Instructions to follow | Update the passage of the Thomas Austin Robertson biography between "He was graduated" and "judicial district 1878-1883.", inclusive, and replace "commenced" with "began".

Text extract |
╭──

Thomas Austin Robertson (September 9, 1848 – July 18, 1892) was a U.S. Representative from Kentucky.

Born in Hodgenville, Kentucky, Robertson pursued preparatory studies.
He was graduated from Cecilian College and afterwards from the law department of the University of Louisville.
He was admitted to the bar in 1871 and commenced practice at Hodgenville, Kentucky.
County attorney of LaRue County 1874-1877.
He served as member of the State house of representatives in 1877 and 1878.
Commonwealth attorney of the eighteenth judicial district 1878-1883.

Robertson was elected as a Democrat to the Forty-eighth and Forty-ninth Congresses (March 4, 1883 – March 3, 1887).
He served as chairman of the Committee on Expenditures in the Department of War (Forty-ninth Congress).

╰──

Provided material |
╭──

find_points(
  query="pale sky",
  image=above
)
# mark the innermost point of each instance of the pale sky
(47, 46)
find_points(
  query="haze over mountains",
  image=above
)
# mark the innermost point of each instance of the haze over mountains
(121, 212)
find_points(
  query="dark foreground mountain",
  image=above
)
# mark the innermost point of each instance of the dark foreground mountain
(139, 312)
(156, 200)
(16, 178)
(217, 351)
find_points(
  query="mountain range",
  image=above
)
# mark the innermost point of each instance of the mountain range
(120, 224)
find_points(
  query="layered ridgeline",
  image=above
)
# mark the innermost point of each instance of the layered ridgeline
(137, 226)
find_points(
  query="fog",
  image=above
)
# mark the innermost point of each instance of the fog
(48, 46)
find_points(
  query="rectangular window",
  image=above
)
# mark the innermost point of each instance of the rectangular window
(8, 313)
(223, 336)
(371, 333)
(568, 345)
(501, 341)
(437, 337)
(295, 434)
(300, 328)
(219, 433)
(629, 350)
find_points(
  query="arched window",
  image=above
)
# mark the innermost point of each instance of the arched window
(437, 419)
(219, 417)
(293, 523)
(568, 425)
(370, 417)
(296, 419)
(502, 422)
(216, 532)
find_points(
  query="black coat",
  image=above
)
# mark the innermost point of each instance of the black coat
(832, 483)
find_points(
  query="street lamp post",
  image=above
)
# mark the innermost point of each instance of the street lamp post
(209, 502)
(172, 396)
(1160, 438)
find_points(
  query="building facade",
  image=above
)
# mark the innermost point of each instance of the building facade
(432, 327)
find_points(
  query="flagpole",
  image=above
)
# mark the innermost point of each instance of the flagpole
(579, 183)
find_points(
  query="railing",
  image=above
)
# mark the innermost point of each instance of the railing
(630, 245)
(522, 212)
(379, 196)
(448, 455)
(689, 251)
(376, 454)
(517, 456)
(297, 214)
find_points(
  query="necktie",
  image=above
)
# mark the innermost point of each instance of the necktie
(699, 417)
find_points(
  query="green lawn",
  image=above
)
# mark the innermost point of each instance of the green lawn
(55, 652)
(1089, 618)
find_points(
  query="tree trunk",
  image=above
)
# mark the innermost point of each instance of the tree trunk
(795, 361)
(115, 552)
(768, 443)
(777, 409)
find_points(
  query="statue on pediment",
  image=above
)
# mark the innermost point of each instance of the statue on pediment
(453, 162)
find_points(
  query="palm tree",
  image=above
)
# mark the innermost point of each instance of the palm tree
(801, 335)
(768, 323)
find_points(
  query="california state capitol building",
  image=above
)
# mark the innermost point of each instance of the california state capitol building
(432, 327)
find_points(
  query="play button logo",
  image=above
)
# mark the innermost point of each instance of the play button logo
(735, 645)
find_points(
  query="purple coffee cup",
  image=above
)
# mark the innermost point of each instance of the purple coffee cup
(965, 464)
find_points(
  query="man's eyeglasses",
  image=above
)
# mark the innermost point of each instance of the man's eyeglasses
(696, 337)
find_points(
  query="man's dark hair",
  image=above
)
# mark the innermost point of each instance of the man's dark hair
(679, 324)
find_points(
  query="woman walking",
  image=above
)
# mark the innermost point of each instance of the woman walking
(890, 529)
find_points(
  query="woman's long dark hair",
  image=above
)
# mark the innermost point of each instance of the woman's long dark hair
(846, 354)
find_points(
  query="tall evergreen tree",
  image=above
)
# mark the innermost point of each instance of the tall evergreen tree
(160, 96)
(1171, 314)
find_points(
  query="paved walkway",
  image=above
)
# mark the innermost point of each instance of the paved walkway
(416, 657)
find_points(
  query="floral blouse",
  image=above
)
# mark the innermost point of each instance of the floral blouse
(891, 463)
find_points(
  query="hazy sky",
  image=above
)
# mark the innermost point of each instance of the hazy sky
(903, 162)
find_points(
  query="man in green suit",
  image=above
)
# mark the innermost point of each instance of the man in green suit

╰──

Output of the task |
He was graduated from Cecilian College and afterwards from the law department of the University of Louisville.
He was admitted to the bar in 1871 and began practice at Hodgenville, Kentucky.
County attorney of LaRue County 1874-1877.
He served as member of the State house of representatives in 1877 and 1878.
Commonwealth attorney of the eighteenth judicial district 1878-1883.